## WHAT IS EXPECTED
Each line of the data below must be given again exactly as written.

[Point-per-instance localization data]

▶

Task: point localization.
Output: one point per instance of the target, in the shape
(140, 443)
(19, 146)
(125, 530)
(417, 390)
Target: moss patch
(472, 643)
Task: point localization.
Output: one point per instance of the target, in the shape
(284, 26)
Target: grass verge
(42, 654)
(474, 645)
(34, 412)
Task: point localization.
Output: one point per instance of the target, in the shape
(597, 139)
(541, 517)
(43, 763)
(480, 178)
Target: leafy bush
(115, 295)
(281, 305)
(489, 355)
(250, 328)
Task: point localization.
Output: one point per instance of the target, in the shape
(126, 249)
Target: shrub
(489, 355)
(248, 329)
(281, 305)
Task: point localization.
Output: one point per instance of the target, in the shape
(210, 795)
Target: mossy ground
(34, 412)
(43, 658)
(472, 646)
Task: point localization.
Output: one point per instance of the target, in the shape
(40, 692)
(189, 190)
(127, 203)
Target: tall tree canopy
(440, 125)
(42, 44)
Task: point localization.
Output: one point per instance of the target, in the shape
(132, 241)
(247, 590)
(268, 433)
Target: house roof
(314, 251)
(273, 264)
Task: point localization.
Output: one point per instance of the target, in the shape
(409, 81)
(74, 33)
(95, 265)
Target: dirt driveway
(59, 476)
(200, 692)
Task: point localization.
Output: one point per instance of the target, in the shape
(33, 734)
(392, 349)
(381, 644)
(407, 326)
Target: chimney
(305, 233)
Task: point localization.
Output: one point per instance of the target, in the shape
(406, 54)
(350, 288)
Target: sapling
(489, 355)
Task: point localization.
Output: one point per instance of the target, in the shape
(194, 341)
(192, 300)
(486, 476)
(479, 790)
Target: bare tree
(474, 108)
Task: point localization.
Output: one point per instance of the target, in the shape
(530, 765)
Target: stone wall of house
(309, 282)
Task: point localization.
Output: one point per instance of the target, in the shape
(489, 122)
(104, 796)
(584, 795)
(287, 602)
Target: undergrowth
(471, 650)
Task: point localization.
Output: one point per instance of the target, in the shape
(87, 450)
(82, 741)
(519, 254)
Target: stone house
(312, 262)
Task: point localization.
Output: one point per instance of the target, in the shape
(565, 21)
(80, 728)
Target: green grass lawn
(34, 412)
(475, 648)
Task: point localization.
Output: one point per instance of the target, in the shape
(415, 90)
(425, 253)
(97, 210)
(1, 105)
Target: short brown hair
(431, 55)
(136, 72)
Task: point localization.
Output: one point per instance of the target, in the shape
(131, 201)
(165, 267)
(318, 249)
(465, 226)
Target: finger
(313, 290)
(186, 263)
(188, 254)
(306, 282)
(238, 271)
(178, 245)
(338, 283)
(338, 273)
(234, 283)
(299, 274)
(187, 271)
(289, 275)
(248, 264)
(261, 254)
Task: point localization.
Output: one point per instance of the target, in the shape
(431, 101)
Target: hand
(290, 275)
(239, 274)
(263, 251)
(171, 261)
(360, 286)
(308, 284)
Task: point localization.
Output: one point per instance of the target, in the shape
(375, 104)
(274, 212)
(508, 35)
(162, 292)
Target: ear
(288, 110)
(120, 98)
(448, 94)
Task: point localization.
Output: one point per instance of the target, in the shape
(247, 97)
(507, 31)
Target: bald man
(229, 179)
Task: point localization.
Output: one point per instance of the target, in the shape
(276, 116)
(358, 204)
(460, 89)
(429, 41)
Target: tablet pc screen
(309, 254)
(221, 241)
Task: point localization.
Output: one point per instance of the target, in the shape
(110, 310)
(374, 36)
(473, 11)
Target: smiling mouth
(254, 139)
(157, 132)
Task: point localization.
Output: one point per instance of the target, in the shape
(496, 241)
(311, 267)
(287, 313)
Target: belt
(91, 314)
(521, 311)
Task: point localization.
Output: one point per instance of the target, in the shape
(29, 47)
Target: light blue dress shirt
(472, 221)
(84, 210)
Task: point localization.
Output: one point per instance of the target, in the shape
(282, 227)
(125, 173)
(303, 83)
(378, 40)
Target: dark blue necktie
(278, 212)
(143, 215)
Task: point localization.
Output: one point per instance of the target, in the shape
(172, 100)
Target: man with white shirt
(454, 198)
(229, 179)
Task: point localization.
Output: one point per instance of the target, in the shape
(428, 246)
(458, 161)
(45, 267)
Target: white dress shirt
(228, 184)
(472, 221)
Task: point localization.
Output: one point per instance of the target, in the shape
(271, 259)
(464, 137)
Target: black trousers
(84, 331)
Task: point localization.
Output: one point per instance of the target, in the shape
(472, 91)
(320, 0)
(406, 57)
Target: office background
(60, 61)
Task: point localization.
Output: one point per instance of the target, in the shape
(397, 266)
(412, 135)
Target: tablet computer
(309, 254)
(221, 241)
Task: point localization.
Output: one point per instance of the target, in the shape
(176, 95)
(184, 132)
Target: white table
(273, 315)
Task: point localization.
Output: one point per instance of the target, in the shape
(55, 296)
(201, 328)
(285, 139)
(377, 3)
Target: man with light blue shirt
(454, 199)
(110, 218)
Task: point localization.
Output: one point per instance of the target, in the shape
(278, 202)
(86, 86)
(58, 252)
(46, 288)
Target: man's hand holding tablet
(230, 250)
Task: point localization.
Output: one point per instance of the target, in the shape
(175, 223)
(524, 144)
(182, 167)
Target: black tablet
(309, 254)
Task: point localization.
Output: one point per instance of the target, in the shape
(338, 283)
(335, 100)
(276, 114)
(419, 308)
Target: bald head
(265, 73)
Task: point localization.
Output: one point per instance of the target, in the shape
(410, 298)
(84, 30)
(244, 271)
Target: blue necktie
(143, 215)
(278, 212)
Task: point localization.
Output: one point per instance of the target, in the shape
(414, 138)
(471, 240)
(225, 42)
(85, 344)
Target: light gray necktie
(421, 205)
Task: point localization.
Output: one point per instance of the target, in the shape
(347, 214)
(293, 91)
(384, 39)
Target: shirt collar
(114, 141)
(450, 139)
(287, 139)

◀

## EXERCISE ANSWER
Task: point localization.
Output: one point per instance of the target, in the shape
(140, 443)
(19, 146)
(125, 530)
(417, 390)
Target: moss patch
(472, 643)
Task: point localization.
Output: one point per instance of the target, in the shape
(284, 26)
Target: grass verge
(42, 654)
(474, 645)
(34, 412)
Task: point localization.
Output: one point per instance of the target, in the shape
(597, 139)
(541, 517)
(43, 763)
(480, 178)
Target: leafy bush
(115, 295)
(281, 305)
(489, 355)
(250, 328)
Task: point localization.
Output: one point per instance of the target, in the shape
(126, 249)
Target: shrub
(489, 355)
(248, 329)
(281, 305)
Task: point localization.
Output: one point per instance of the target, in the shape
(210, 795)
Target: mossy ground
(34, 412)
(43, 658)
(472, 646)
Task: point localization.
Output: one point per instance of the target, in the shape
(40, 692)
(189, 190)
(127, 203)
Target: tall tree canopy
(440, 125)
(42, 44)
Task: point localization.
Output: one point per instance of the target, in the shape
(132, 241)
(247, 590)
(268, 433)
Target: house roof
(314, 251)
(273, 264)
Task: point localization.
Output: one point per instance of the target, in the shape
(409, 81)
(74, 33)
(95, 265)
Target: dirt driveway
(59, 476)
(200, 692)
Task: point localization.
Output: one point per instance of the target, in the shape
(33, 734)
(392, 349)
(381, 644)
(407, 326)
Target: chimney
(305, 233)
Task: point localization.
Output: one point per instance of the target, in the shape
(406, 54)
(350, 288)
Target: sapling
(489, 355)
Task: point localization.
Output: one point per instance of the target, in the shape
(194, 341)
(192, 300)
(486, 476)
(479, 790)
Target: bare tree
(474, 108)
Task: point localization.
Output: one point per instance of the target, in the shape
(530, 765)
Target: stone wall of house
(309, 282)
Task: point localization.
Output: one point per instance of the target, in the shape
(489, 122)
(104, 796)
(584, 795)
(287, 602)
Target: undergrowth
(471, 650)
Task: point localization.
Output: one point per instance of the target, in the shape
(87, 450)
(82, 741)
(519, 254)
Target: stone house
(312, 262)
Task: point localization.
Output: one point per instance of the target, in the shape
(565, 21)
(80, 728)
Target: green grass lawn
(34, 412)
(475, 648)
Task: point localization.
Output: one point per instance of the target, in the shape
(415, 90)
(425, 253)
(97, 210)
(1, 105)
Target: short brown hair
(431, 55)
(136, 72)
Task: point localization.
Output: one point per instance of the target, in the shape
(131, 201)
(165, 267)
(318, 249)
(465, 226)
Target: finger
(313, 290)
(186, 263)
(188, 254)
(306, 282)
(238, 271)
(178, 245)
(338, 283)
(338, 273)
(234, 283)
(299, 274)
(187, 271)
(289, 275)
(248, 264)
(261, 254)
Task: point localization.
Output: one point per instance of the target, in the shape
(431, 101)
Target: hand
(290, 275)
(239, 274)
(263, 251)
(171, 261)
(360, 286)
(308, 284)
Task: point localization.
Output: one point per instance of the target, in the shape
(375, 104)
(274, 212)
(508, 35)
(162, 292)
Target: ear
(288, 110)
(120, 98)
(448, 94)
Task: point localization.
Output: one point per instance of the target, in the shape
(247, 97)
(507, 31)
Target: bald man
(229, 179)
Task: point localization.
Output: one point per instance of the target, in the shape
(276, 116)
(358, 204)
(460, 89)
(429, 41)
Target: tablet pc screen
(309, 254)
(221, 241)
Task: point localization.
Output: one point per instance of the target, in the shape
(110, 310)
(374, 36)
(473, 11)
Target: smiling mouth
(254, 139)
(157, 132)
Task: point localization.
Output: one point per instance of the target, in the shape
(496, 241)
(311, 267)
(287, 313)
Target: belt
(91, 314)
(521, 311)
Task: point localization.
Output: one point per instance of the target, in the shape
(29, 47)
Target: light blue dress shirt
(472, 221)
(84, 210)
Task: point localization.
Output: one point per instance of the target, in the shape
(282, 227)
(125, 173)
(303, 83)
(378, 40)
Target: dark blue necktie
(278, 212)
(143, 215)
Task: point localization.
Output: one point per instance of the target, in the shape
(172, 100)
Target: man with white shirt
(454, 198)
(229, 179)
Task: point localization.
Output: one point per instance of the target, in the shape
(428, 246)
(458, 161)
(45, 267)
Target: white dress shirt
(228, 184)
(472, 221)
Task: point localization.
Output: one point per instance of the target, in the shape
(271, 259)
(464, 137)
Target: black trousers
(84, 331)
Task: point localization.
Output: one point per instance of the target, in the shape
(472, 91)
(320, 0)
(406, 57)
Target: office background
(60, 61)
Task: point localization.
Output: one point per instance of the target, in the shape
(397, 266)
(412, 135)
Target: tablet computer
(309, 254)
(221, 241)
Task: point localization.
Output: one point per instance of the target, in the shape
(176, 95)
(184, 132)
Target: white table
(273, 315)
Task: point localization.
Output: one point per instance of the target, in the shape
(55, 296)
(201, 328)
(285, 139)
(377, 3)
Target: man with light blue shirt
(454, 199)
(110, 218)
Task: point localization.
Output: one point per instance of the target, in the shape
(278, 202)
(86, 86)
(58, 252)
(46, 288)
Target: man's hand holding tablet
(230, 250)
Task: point localization.
Output: one point per instance of the target, in the shape
(175, 223)
(524, 144)
(182, 167)
Target: black tablet
(309, 254)
Task: point localization.
Output: one point per instance of the target, in the shape
(338, 283)
(335, 100)
(276, 114)
(419, 308)
Target: bald head
(265, 73)
Task: point localization.
Output: one point per instance of the target, in the shape
(410, 298)
(84, 30)
(244, 271)
Target: blue necktie
(143, 215)
(278, 212)
Task: point localization.
Output: one point per instance of the target, in the shape
(414, 138)
(471, 240)
(225, 42)
(85, 344)
Target: light gray necktie
(421, 205)
Task: point localization.
Output: one point per instance of the target, in the shape
(347, 214)
(293, 91)
(384, 39)
Target: shirt collar
(114, 141)
(450, 139)
(287, 139)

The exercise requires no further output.